* _Texte_
^^^^^^^^^^^^^^^^
La démission de Magill est le dernier volet d’une controverse sur l’antisémitisme qui couve depuis des mois au sein de l’université – que les étudiants juifs n’avaient pas encore fini de digérer. Roth estime qu’il s’agit « avec un peu de chance, d’un pas dans la bonne direction ». D’autres étudiants ont fait part de leur crainte d’un retour de bâton tandis que que certains ont affirmé qu’ils se sentaient en sécurité sur le campus. Mais tous ceux qui ont parlé à la JTA ont souligné qu’ils étaient plus préoccupés par l’antisémitisme de leurs pairs que par la question de savoir qui siège dans le bureau du président.
« C’est un léger soulagement de savoir qu’il y a des comptes à rendre maintenant », a déclaré Sadie Waldbaum, une étudiante de Wharton qui étudie la finance et l’analyse des affaires. « Au moins, cela se voit. Cependant, je ne dirais pas que je me sens plus en sécurité, parce que le problème, ce sont les professeurs et les étudiants du campus qui perpétuent ces idées et récits fallacieux. »
« Même si elle a démissionné, il y a encore beaucoup de travail à faire pour ne serait-ce que changer la trajectoire de l’UPenn ainsi que des écoles à travers le pays », a-t-elle ajouté.
La réponse de Magill à l’antisémitisme a été sous les feux des projecteurs tout au long du semestre. En septembre, l’administration de l’UPenn s’était attirée des critiques pour un festival de la culture palestinienne qui comprenait des intervenants accusés d’antisémitisme, tels que Roger Waters, le leader de Pink Floyd. Le campus a également été victime de vandalisme antisémite. L’école avait alors annoncé des changements de politique, mais quelques jours plus tard, le massacre perpétré par le groupe terroriste palestinien du Hamas le 7 octobre en Israël et l’activisme étudiant qui s’en est suivi ont attiré une nouvelle vague d’attention sur l’antisémitisme dans les campus, ce qui a placé Magill et les administrations d’autres écoles d’élite sous une nouvelle surveillance.
L’UPenn a formé un groupe de travail sur l’antisémitisme et, peu après, a fait l’objet d’une plainte fédérale alléguant que l’université de Pennsylvanie constituait un environnement dangereux pour les étudiants juifs. Magill a ensuite été invitée à témoigner sur la question devant le Congrès, aux côtés des présidentes de l’Université de Harvard et du Massachusetts Institute of Technology (MIT). Toutes trois ont déclaré que leur réponse aux appels au génocide des Juifs dépendrait du « contexte. » Plusieurs jours de critiques de la part des étudiants, des anciens élèves et du gouverneur juif de Pennsylvanie – ainsi qu’un donateur menaçant de retirer une contribution de 100 millions de dollars – ont précédé l’annonce de Magill.
^^^^^^^^^^^^^^^^
* _Données_
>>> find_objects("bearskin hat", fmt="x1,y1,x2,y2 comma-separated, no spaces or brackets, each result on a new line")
^^^^^^^^^^^^^^^^
* _Objectif 1_
D'après le texte sur la démission de Magill, quel montant un donateur menaçait-il de retirer ?
* _Objectif 2_
Relevez dans le texte sur la démission de Magill tous les acteurs dont les critiques ou la menace ont précédé son annonce.
* _Objectif 3_
Rédigez la suite du texte sur la démission de Magill à partir de sa dernière phrase.

* _Réponse 1_
Une contribution de 100 millions de dollars.

* _Réponse 2_
- les étudiants
- les anciens élèves
- le gouverneur juif de Pennsylvanie
- un donateur menaçant de retirer une contribution de 100 millions de dollars

* _Réponse 3_
(Le président du conseil d’administration de Penn, Scott Bok, a également démissionné samedi. Le poste de Bok sera occupé par intérim par Julie Platt, une ancienne élève de l’UPenn qui occupe également le poste de présidente des Fédérations juives d’Amérique du Nord).
Maya Harpaz, étudiante à l’UPenn, membre du conseil exécutif d’Hillel et membre du groupe de travail sur l’antisémitisme de l’université, a écrit dans un courriel à la JTA qu’elle se félicitait de cette démission et qu’elle « continuerait à suivre l’évolution ».
« Le changement de direction est un bon début pour restaurer la communauté de notre campus, mais il reste encore beaucoup à faire pour garantir la sécurité de la communauté juive à Penn », a-t-elle écrit.
En attendant, la vie juive sur le campus – qui compte 1 600 étudiants juifs sur une population totale d’environ 10 000 étudiants de premier cycle, selon Hillel – se poursuit à un rythme soutenu. Lundi, sur Locust Walk, l’artère principale du campus, des anciens élèves et des parents juifs ont distribué des beignets à la confiture pour Hanoukka, à quelques pas d’un étudiant qui distribuait des exemplaires du Daily Pennsylvanian, le journal des étudiants, dont la première page était consacrée à la démission de Magill.
La nuit précédente, la chorale a cappella juive de l’UPenn, les Shabbatones, a interprété une prière juive traditionnelle pour la paix à la Maison Blanche, à Washington.
Akiva Berkowitz, un étudiant orthodoxe qui porte une kippa, a déclaré à la JTA qu’il se sentait « totalement en sécurité sur le campus ».
« Je pense vraiment qu’il est important que les gens reconnaissent que le campus reste [un lieu] sûr, et que les gens continuent de venir au centre Hillel et d’être fièrement juifs », a souligné Berkowitz. « Et ce n’est pas comme si nous nous terrions à cause de ce qui se passe aux alentours. Nous nous tenons fièrement debout, et nous sommes sur Locust, nous organisons nos propres rassemblements et nous sommes là. »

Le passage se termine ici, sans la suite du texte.